(Exercise goal): Once the images are set aside, output the listing exactly as it stands.

———

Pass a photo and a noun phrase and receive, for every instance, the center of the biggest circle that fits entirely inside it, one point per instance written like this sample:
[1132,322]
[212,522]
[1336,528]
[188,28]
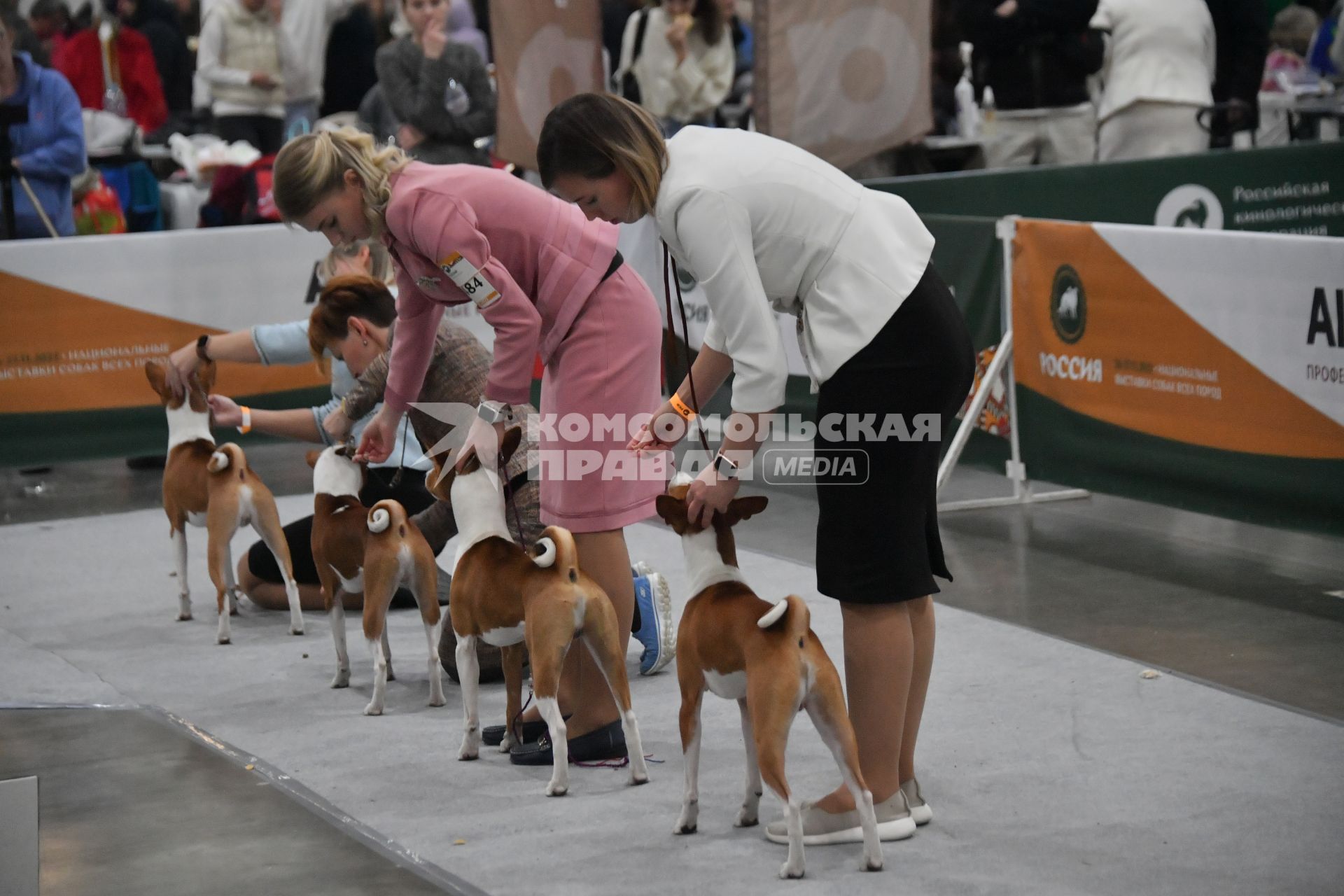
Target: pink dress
[534,265]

———

(Solution for this task):
Pass a photo and a noun phrase and receive, for every instance, the center of the biggest circle that fits entirely inside it, one point per instance written like this sample:
[1132,322]
[212,522]
[1336,528]
[188,28]
Target: pink dress
[534,265]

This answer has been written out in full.